Switch each "keypoint" in the material below to "marker", and give all the lines again with nothing else changed.

# start of Supplied material

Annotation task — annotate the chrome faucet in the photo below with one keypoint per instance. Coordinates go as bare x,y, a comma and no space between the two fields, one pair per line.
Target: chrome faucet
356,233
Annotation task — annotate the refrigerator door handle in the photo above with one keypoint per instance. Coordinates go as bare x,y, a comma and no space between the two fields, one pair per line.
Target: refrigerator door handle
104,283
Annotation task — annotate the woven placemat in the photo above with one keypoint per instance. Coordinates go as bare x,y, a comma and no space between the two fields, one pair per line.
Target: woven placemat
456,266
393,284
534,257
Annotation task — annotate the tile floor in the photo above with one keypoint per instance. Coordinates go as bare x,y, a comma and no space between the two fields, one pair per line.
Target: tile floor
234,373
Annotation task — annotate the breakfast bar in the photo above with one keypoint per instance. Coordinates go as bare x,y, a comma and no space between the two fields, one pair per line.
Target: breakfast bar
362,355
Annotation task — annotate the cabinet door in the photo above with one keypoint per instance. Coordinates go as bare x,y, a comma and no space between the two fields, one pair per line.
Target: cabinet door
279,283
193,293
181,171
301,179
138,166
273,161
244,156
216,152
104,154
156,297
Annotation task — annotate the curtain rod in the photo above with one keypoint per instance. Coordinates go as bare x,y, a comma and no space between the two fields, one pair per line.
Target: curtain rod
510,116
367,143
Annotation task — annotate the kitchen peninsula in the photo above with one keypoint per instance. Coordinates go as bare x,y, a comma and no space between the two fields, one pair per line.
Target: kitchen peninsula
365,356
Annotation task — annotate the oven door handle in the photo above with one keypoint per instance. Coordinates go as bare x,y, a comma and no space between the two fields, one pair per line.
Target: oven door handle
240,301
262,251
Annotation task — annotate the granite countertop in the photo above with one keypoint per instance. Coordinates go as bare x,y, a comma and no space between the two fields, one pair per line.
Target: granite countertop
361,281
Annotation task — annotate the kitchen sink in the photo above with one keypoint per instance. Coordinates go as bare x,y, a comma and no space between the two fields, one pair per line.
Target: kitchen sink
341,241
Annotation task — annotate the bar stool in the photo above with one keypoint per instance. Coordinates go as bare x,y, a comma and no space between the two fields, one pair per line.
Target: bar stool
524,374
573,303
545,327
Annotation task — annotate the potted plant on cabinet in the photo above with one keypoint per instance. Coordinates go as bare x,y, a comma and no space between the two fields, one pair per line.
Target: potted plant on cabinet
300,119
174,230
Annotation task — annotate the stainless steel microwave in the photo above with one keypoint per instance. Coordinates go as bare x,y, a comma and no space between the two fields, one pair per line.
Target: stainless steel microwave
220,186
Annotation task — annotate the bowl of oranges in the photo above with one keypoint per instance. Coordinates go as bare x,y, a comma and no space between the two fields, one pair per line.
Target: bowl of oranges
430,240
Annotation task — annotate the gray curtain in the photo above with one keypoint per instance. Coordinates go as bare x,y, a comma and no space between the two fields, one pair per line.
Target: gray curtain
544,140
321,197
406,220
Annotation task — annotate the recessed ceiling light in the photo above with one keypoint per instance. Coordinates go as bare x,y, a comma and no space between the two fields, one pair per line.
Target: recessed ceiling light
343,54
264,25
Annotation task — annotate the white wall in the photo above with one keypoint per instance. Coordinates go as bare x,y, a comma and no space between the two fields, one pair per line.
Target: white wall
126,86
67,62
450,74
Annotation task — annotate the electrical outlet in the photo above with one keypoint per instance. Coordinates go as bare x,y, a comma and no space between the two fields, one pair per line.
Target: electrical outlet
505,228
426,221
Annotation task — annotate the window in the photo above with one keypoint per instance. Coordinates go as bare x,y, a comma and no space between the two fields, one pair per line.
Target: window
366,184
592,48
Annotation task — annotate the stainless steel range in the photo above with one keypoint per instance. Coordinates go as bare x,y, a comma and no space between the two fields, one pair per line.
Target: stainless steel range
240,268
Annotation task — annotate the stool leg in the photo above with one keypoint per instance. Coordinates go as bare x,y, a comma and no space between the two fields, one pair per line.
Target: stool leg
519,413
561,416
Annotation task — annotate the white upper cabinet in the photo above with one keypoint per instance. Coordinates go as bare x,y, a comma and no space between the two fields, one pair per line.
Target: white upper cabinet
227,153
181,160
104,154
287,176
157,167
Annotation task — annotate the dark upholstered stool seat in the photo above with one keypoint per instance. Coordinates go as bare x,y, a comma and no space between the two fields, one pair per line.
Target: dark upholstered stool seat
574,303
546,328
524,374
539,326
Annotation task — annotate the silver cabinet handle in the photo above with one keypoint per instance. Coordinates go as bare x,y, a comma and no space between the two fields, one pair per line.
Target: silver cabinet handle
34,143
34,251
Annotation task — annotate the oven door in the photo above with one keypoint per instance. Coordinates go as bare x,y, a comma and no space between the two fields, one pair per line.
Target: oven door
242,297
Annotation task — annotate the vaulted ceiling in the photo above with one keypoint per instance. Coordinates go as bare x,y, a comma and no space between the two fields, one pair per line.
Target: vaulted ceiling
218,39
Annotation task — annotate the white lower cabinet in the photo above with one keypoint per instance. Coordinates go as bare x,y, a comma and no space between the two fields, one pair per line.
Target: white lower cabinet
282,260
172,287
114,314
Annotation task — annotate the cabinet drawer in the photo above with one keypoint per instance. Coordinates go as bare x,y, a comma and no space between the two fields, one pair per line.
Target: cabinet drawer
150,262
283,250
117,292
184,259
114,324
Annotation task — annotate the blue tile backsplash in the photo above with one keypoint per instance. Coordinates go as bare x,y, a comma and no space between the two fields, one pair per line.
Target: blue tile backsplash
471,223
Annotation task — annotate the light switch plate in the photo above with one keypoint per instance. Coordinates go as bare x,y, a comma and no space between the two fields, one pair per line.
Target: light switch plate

# end of Supplied material

● Result below
Annotation task — annotate the chrome faucet in the photo below with one marker per instance. Coordinates go as bare x,y, a comma and no space between the two fields, one pair per line.
Target: chrome faucet
356,233
Annotation task — annotate the refrigerator door handle in the photo above with one marker per instance. Coordinates go as bare x,y, a comma and no space between the two fields, one pair per line.
Target: refrigerator door handle
104,283
Annotation task — annotate the woven placemat in the photo above with one marker per instance. Coordinates go as bare x,y, a comma and no space between the two fields, one pair per line.
Target: woven placemat
456,266
393,284
534,257
Annotation task — annotate the tile floor in the photo above with one marker per instance. Coordinates go as bare x,y, a comma and no space between the two fields, one pair per line.
Target: tile floor
234,373
Annotation task — annotate the breakfast bar in the photo above with one marker per instance. Coordinates go as bare x,y, a comma and no space between the two fields, one pair per line.
Target: breakfast bar
362,355
Annotation task — annotate the cabinet door in the photo above with one marker per instance. Coordinates go as bare x,y, a comma and no space between the two fields, one pair per line.
Target: cabinet door
279,283
193,293
181,171
301,179
138,166
273,161
244,156
216,152
104,154
156,297
Annotation task — annotate the curtain rod in the photo above with one marker per instance. Coordinates go as bare x,y, a comma and no space between the two fields, one pair per line.
Target: curtain rod
510,116
367,143
Annotation task — annotate the kitchen peninsula in the photo above with one marker per instance. Coordinates go as bare x,y, a comma and no space between the two fields, one pair per line.
Target: kitchen peninsula
365,356
Annotation task — annotate the oven door handle in the photo above with one marker per instance. Coordinates go as bare x,y, a comma and no space between the two fields, one pair per line.
Target: oven door handle
240,301
262,251
Annotation task — annotate the granite countertop in the photo above with one marker per instance. Coordinates go as bare x,y, a comma and no space between the two fields, one pair per line.
Target: granite countertop
361,281
Annotation task — annotate the kitchen sink in the photo above with one marker per instance. Coordinates go as bare x,y, a comma and no space between the two fields, one pair per line.
Target: kitchen sink
341,241
Annotation task — annotate the bar stool in the photo above with one marker per instance. Coordinates go as bare x,y, a comma and no space between the two fields, one pair per line.
Target: bar stool
524,374
573,303
545,327
Annotation task — annotate the potted plant on cabinet in the photo above with one marker per instance. Coordinates go as bare x,y, a comma and no space between the two fields, one pair per line.
Target: potted plant on cabinet
300,119
174,230
Annotation task — annotate the stainless steel microwave in the photo above with one marker per instance. Coordinates go as bare x,y, a comma and no space between the two fields, one pair per line.
Target: stainless steel microwave
220,186
Annotation task — annotate the bowl of oranges in the photo above with one marker per instance. Coordinates go as bare x,y, a comma and no space between the two fields, one pair per line.
Target: bowl of oranges
430,240
Annotation task — annotate the gray curtain in the photo above with one marker per instance. Coordinates go as bare x,y, a comma and no space between the two fields, one pair per line.
Target: gray curtain
544,140
321,197
406,220
Annotation task — annotate the recessed ceiling light in the photo above with one marker per instance. Coordinates go as bare x,y, a comma and no space between the two fields, one pair per line.
Target: recessed ceiling light
343,54
264,25
Annotation task — annotate the white wall in the photo above with one marker per instance. Coordinates go as bare x,y, a comma and no space between the two fields, one pair per line.
Target: white wall
126,86
67,62
450,74
Annotation task — annotate the electrical outlet in the photo above with one marker per instance. Coordinates go as bare x,y, a comma and no space between the two fields, one pair per line.
Target: electrical outlet
505,228
426,221
Annotation task — annotate the window in the photo above with one marker per instance. Coordinates go as bare x,y, a comma and no space between the two fields, one pair per line.
Target: window
366,184
592,48
Annotation task — annotate the stainless steel range in the photo above with one marker per instance. Coordinates go as bare x,y, a comma and no space between the two fields, one pair per line.
Target: stainless steel range
240,268
Annotation task — annotate the stool leg in the photo above with one marker per instance. Coordinates go as bare x,y, a comma and no space between the two fields, one pair per line.
Target: stool leg
519,413
561,416
Annotation task — annotate the white upper cabinet in the photo above with one marker per instance. Coordinates go as bare x,y, a comma and no space between the two fields, one pair per line.
Target: white upper cabinet
227,153
181,160
104,154
287,176
157,167
Annotation task — annotate the dark upholstered stool seat in the photo above with one marker per instance. Coordinates go as bare x,y, a comma and no space between the two fields, one pair per line.
Target: dark upholstered stool seat
574,303
546,328
524,374
539,326
Annotation task — annotate the silver cabinet handle in the photo above with one marker per instance. Coordinates go as bare x,y, a comma and no space between the two fields, one pair per line.
Target: silver cabinet handle
34,143
34,251
Annotation task — annotate the oven door in the photo above with one marker per instance. Coordinates go as bare x,y, a comma and no space between the two fields, one pair per line.
Target: oven door
242,297
Annotation task — annotate the vaulted ceiling in the photo above with one marker per instance. Coordinates go as bare x,y, a comma and no space between the two fields, one pair per line.
Target: vaulted ceiling
218,39
Annotation task — annotate the white lower cabinet in the photo above with one marker per instance. Coordinates go as bare x,y, a comma and no space between the two fields, one pair per line.
Target: white lower cabinet
282,260
172,287
114,314
Annotation task — annotate the cabinet drawer in the photo above with one marker per instance. Coordinates go as bare x,y, a comma and no space between the two fields, one pair per line.
Target: cabinet drawer
150,262
283,250
117,292
184,259
114,324
Annotation task — annotate the blue tile backsplash in the photo above with one marker per instance. Coordinates go as bare x,y, a comma and no space between the two fields, one pair per line.
Target: blue tile backsplash
471,223
Annotation task — annotate the light switch plate in the photo above with one marker per instance. Coordinates go as bare x,y, a comma and no space between the two fields, one pair per line.
Target: light switch plate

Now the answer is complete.